**READING TEXT**

5-Hydroxy-1,3-dihydrobenzimidazole-2-thione
[CAS# 92806-98-9]

Identification

• Classification: Organic raw materials >> Heterocyclic compound >> Imidazoles
• Name: 5-Hydroxy-1,3-dihydrobenzimidazole-2-thione
• Synonyms: 2-Mercapto-1H-benzo[d]imidazol-5-ol
• Molecular Formula: C₇H₆N₂OS
• Molecular Weight: 166.20
• CAS Registry Number: 92806-98-9
• SMILES: C1=CC2=C(C=C1O)NC(=S)N2

Properties

• Density: 1.6±0.1 g/cm³ Calc.^*
• Boiling point: 422.2±37.0 ºC 760 mmHg (Calc.)^*
• Flash point: 209.1±26.5 ºC (Calc.)^*
• Index of refraction: 1.832 (Calc.)^*

^* Calculated using Advanced Chemistry Development (ACD/Labs) Software.

**EXTRACTED ENTRIES**
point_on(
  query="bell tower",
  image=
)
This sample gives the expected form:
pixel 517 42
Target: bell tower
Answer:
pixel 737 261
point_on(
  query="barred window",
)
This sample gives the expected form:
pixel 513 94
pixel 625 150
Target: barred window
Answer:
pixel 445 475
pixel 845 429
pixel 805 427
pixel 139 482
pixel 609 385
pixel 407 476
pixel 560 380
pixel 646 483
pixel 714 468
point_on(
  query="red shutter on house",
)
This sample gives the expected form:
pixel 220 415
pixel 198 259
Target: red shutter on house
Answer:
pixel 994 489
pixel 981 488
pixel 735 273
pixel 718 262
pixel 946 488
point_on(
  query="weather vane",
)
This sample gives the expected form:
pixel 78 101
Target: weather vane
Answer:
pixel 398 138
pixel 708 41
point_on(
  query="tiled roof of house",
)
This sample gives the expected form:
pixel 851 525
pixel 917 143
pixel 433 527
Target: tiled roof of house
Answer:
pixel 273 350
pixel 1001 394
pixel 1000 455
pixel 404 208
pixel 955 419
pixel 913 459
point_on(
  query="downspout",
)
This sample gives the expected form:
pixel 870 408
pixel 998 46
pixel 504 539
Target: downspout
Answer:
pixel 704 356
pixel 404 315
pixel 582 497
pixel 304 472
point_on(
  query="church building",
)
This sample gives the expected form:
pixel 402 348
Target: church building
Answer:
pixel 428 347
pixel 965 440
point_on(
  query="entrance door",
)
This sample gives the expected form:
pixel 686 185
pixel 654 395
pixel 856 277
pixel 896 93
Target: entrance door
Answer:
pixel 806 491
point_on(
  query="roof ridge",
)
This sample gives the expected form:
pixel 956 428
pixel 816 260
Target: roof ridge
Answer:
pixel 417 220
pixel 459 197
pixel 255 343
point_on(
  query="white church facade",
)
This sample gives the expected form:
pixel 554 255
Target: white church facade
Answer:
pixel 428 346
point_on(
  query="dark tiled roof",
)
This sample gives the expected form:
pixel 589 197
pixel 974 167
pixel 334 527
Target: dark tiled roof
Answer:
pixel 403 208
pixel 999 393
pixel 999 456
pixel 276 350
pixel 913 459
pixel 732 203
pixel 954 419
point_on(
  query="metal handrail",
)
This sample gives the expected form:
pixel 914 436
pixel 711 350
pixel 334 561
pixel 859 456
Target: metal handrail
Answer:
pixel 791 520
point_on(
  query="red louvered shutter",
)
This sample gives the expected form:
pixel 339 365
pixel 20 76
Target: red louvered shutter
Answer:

**WORK TASK**
Pick up the data sheet on 5-Hydroxy-1,3-dihydrobenzimidazole-2-thione after its final line and continue it. Nothing in the records is used here.

**ANSWER TO THIS TASK**
Safety Data

• Hazard Symbols: GHS07 Warning
• Hazard Statements: H302-H315-H319-H335
• Precautionary Statements: P261-P305+P351+P338

Discovory and Applicatios

5-Hydroxy-1,3-dihydrobenzimidazole-2-thione is a sulfur- and nitrogen-containing heterocycle derived from the benzimidazole framework, a core structure extensively studied for its chemical versatility and biological relevance. This compound is distinguished by a hydroxy substituent at the 5-position of the aromatic ring and a thione group at the 2-position of the imidazole moiety. The benzimidazole system itself, composed of a fused benzene and imidazole ring, contributes to the molecule’s stability and potential for diverse reactivity. The thione functional group imparts nucleophilic and metal-binding properties, while the hydroxy group offers opportunities for hydrogen bonding and further chemical modifications.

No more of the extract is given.